▸ Data supplied

--- START ---

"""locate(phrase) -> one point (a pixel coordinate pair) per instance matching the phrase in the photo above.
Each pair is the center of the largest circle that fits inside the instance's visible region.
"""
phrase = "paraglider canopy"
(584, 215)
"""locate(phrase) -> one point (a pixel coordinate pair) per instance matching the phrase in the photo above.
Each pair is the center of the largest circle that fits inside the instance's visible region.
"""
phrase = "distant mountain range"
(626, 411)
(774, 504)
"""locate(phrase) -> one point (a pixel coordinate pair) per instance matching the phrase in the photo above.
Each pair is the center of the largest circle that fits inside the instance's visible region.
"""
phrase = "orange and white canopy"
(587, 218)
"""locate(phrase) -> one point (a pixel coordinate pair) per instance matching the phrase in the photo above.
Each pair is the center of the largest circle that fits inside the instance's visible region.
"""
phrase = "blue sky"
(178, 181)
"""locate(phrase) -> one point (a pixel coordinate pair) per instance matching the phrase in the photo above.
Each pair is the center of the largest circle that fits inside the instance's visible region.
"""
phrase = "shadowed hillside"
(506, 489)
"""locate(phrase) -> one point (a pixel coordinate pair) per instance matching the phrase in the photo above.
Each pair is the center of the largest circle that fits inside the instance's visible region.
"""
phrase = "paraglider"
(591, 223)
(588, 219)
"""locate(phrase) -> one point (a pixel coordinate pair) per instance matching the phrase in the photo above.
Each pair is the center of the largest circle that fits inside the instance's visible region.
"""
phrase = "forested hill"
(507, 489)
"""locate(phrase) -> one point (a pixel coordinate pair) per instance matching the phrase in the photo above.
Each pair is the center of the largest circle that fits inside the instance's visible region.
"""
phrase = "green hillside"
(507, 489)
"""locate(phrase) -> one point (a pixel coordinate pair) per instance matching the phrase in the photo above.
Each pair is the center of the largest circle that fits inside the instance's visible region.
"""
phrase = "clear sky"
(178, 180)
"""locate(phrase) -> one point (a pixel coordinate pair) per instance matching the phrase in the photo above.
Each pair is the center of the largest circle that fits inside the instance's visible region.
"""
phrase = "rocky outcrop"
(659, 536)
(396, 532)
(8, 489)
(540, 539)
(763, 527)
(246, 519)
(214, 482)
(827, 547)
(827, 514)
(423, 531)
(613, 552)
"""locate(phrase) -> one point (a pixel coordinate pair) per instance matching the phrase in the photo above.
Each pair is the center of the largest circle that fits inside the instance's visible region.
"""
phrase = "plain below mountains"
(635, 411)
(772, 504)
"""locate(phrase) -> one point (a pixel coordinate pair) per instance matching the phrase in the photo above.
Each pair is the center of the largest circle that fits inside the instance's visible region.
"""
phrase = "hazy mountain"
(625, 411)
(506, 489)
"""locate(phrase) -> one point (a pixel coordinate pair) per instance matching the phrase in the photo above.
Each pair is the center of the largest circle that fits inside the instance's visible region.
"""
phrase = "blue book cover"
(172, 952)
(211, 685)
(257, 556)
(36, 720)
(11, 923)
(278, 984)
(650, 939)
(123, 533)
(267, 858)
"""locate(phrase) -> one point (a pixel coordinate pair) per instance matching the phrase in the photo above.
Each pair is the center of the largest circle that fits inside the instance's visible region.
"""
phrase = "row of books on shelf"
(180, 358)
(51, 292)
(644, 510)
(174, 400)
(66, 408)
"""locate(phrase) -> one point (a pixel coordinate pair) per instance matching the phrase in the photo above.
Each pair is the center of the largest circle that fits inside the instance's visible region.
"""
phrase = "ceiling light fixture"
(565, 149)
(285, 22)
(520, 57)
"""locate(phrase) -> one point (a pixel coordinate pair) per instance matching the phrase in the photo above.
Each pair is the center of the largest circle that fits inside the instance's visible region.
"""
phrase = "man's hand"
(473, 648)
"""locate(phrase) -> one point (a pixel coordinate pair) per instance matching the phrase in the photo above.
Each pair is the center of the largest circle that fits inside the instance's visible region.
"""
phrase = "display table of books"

--- END ---

▸ Your goal
All of the material above needs to be copied exactly.

▸ Reply to the task
"""locate(phrase) -> one point (a pixel coordinate pair) per instance matching the phrase in the photo above.
Each pair is the center of the largest circle that fits inside the instance's visible region.
"""
phrase = "paraglider canopy"
(584, 215)
"""locate(phrase) -> one point (a pixel coordinate pair) per instance matching the phrase in the photo above.
Each pair is the center of the largest circle that fits inside the instance's visible region.
"""
phrase = "distant mountain range"
(626, 411)
(774, 504)
"""locate(phrase) -> one point (a pixel coordinate pair) per instance matching the phrase in the photo above.
Each pair is the center of the largest circle that fits inside the instance's visible region.
"""
phrase = "orange and white canopy"
(587, 218)
"""locate(phrase) -> one point (a pixel coordinate pair) per instance matching the phrase in the photo above.
Each pair is the center of the largest circle that fits inside the instance's visible region.
"""
phrase = "blue sky"
(178, 181)
"""locate(phrase) -> one point (a pixel coordinate pair) per instance matching the phrase in the photo above.
Each pair is the center of the largest circle that fits inside the instance's visible region.
"""
phrase = "shadowed hillside"
(506, 489)
"""locate(phrase) -> one point (a pixel coordinate pair) per instance matching the phrase in the photo above.
Each pair is the center of the largest circle that fits inside the instance's visible region.
"""
phrase = "paraglider"
(591, 223)
(588, 219)
"""locate(phrase) -> one point (a pixel coordinate pair) per instance matching the phrase in the photo above.
Each pair is the center of the largest circle that fits inside the instance's visible region.
"""
phrase = "forested hill"
(507, 489)
"""locate(phrase) -> one point (a pixel coordinate pair) per instance matching the phrase in the photo above.
Each pair is the center of the largest circle that fits inside the instance's visible region.
"""
phrase = "green hillside"
(507, 489)
"""locate(phrase) -> one point (a pixel coordinate pair) per instance matching the phrase in the photo above.
Each pair is the center of the largest circle that fits inside the instance's visible region.
"""
phrase = "clear sky"
(178, 180)
"""locate(phrase) -> one point (a pixel coordinate pair) per instance matching the phrase in the photo above.
Each pair is the center of the largest circle that fits inside the instance's visible region.
"""
phrase = "rocky outcrop"
(659, 536)
(396, 532)
(8, 489)
(540, 539)
(763, 527)
(246, 519)
(214, 482)
(827, 547)
(827, 514)
(423, 531)
(613, 552)
"""locate(phrase) -> one point (a pixel coordinate pair) per instance matching the phrase in the photo above.
Each pair is the center of the largest circle that fits inside the instance's visible region.
"""
phrase = "plain below mountains"
(635, 411)
(772, 504)
"""locate(phrase) -> one point (a pixel coordinate pair) per instance matching the phrase in the photo above.
Each pair is the center of the largest circle that fits inside the instance's visible region.
"""
phrase = "hazy mountain"
(625, 411)
(506, 489)
"""locate(phrase) -> one point (a pixel coordinate pair) per instance matching the phrase in the photo above.
Each pair is the center of the largest circle that fits inside the instance's visible region.
"""
phrase = "blue book cover"
(172, 952)
(211, 685)
(257, 556)
(36, 720)
(11, 923)
(278, 984)
(650, 939)
(123, 533)
(267, 858)
"""locate(phrase) -> one point (a pixel coordinate pair) per instance matching the phrase in the photo above.
Each pair is the center of the largest circle that fits inside the instance's visible region.
"""
phrase = "row of books on shelf"
(180, 358)
(51, 292)
(644, 510)
(174, 400)
(66, 408)
"""locate(phrase) -> one point (a pixel coordinate pair) per instance matching the phrase in the photo above.
Each pair is the center of the largest circle that fits inside the instance's visible region.
"""
phrase = "ceiling light fixture"
(565, 149)
(285, 22)
(520, 57)
"""locate(phrase) -> one point (a pixel coordinate pair) per instance matching the phrase in the photo above.
Each pair is the center of the largest circle that fits inside the instance's visible region.
"""
phrase = "man's hand"
(473, 648)
"""locate(phrase) -> one point (a pixel coordinate pair) per instance matching the phrase in the photo above.
Each pair is the center of the largest circle that fits inside the instance's visible region.
"""
phrase = "display table of books"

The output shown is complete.